SOURCE EXTRACT
NCPA on NEW Funding Deal: Missed Opportunity

NCPA December 23, 2024

The National Community Pharmacists Association issued the following statement on behalf of CEO B. Douglas Hoey reacting to the new short-term spending package, which funds the government until March 14, 2025, and does not include PBM reform:

"This is a clear miss by Congress, and we are extremely disappointed. PBM reform would rein in the big health insurance lobby, save taxpayers $5 billion, and throw a lifeline to the thousands of small, family-owned pharmacies that are on the brink of closure. While Congress stripped down the package to avert a government shutdown, they left meaningful reform out in the cold. This omission affected not just independent pharmacy—scores of productive legislative proposals in the health care space that were included in the original package were left out, ensuring that this bill only extended expiring programs through March 14.

"PBM reform is supported by majorities in both parties, by outgoing President Biden, and by incoming President-elect Trump. It may be the only issue in Washington that they agree on. Every day they delay reform, another small pharmacy will close, or be pushed closer to edge, because of the business practices of big health insurers and their PBM henchmen.

"We strongly encourage our many champions in Congress to make PBM reform an immediate priority. We encourage them to pass the health provisions as a standalone bill, so they don't get buried under another mountain of spending provisions that can't pass. They should do this as soon as possible in 2025. More small pharmacies will close, pharmacy deserts will grow, drug prices will continue to spiral upward, and more patients will lose access to the prescriptions their doctor prescribed and to their most accessible health care provider, the local pharmacist."

ACTIVITY LIST
(a) Answer these from the NCPA statement:
(i) Until what date does the new short-term spending package fund the government?
(ii) How much would PBM reform save taxpayers?
(iii) In what form does the NCPA statement urge Congress to pass the health provisions?
(b) Please retype the part of the NCPA statement starting with "The National Community" and going on through "through March 14.".

DATA FOR ANALYSIS
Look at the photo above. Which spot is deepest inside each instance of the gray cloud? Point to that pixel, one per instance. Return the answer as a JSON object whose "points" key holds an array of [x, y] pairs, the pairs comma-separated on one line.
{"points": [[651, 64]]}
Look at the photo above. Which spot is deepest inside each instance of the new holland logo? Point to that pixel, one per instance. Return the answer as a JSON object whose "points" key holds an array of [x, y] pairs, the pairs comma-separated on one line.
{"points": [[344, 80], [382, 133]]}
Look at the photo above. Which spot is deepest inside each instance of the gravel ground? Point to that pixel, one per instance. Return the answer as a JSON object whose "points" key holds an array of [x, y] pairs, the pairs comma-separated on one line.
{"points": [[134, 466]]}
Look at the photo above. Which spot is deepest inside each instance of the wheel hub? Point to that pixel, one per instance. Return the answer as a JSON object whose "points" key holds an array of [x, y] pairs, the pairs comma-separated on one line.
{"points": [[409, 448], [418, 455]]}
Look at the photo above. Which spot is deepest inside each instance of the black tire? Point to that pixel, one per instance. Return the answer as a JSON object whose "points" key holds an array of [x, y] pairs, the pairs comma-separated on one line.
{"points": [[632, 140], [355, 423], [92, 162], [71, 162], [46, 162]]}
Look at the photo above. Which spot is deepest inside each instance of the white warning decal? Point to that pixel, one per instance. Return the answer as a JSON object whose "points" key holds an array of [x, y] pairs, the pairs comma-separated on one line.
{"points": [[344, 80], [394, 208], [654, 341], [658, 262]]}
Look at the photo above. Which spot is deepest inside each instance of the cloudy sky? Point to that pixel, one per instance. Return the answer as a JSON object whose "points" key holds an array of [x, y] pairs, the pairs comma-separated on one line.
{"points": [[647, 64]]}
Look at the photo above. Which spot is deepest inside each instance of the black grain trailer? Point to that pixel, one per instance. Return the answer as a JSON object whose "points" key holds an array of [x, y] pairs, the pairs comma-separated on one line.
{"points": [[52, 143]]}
---
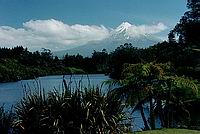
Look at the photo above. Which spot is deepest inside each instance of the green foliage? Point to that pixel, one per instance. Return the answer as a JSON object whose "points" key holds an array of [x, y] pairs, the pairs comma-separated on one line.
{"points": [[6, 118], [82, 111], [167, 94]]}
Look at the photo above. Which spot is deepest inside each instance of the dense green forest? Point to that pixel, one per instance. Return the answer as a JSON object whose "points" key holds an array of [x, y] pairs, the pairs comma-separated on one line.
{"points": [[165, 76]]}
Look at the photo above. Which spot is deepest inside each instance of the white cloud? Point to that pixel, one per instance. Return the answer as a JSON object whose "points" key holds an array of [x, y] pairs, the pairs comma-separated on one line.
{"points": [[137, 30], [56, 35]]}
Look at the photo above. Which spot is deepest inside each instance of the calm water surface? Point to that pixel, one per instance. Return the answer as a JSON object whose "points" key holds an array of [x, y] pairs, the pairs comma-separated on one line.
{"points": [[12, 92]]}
---
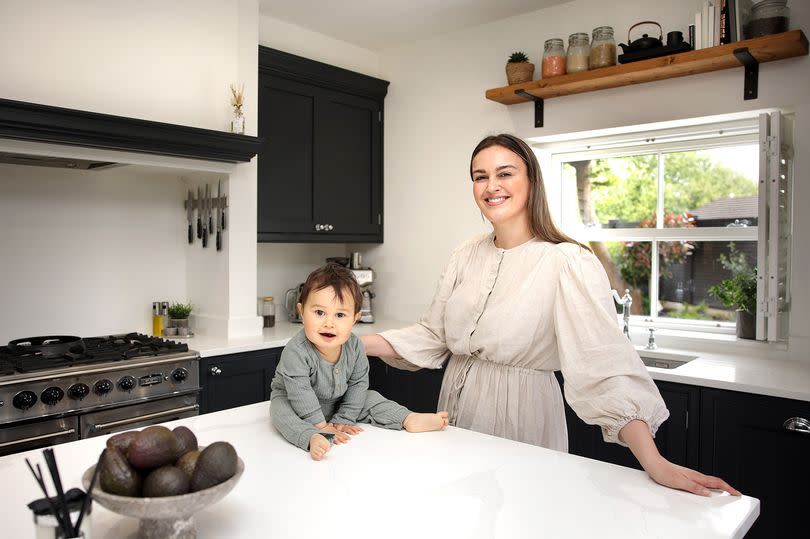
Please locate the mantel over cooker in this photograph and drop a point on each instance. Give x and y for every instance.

SOLUTION SET
(a)
(i) March 14, 2025
(ii) $5 billion
(iii) As a standalone bill

(b)
The National Community Pharmacists Association issued the following statement on behalf of CEO B. Douglas Hoey reacting to the new short-term spending package, which funds the government until March 14, 2025, and does not include PBM reform:

"This is a clear miss by Congress, and we are extremely disappointed. PBM reform would rein in the big health insurance lobby, save taxpayers $5 billion, and throw a lifeline to the thousands of small, family-owned pharmacies that are on the brink of closure. While Congress stripped down the package to avert a government shutdown, they left meaningful reform out in the cold. This omission affected not just independent pharmacy—scores of productive legislative proposals in the health care space that were included in the original package were left out, ensuring that this bill only extended expiring programs through March 14.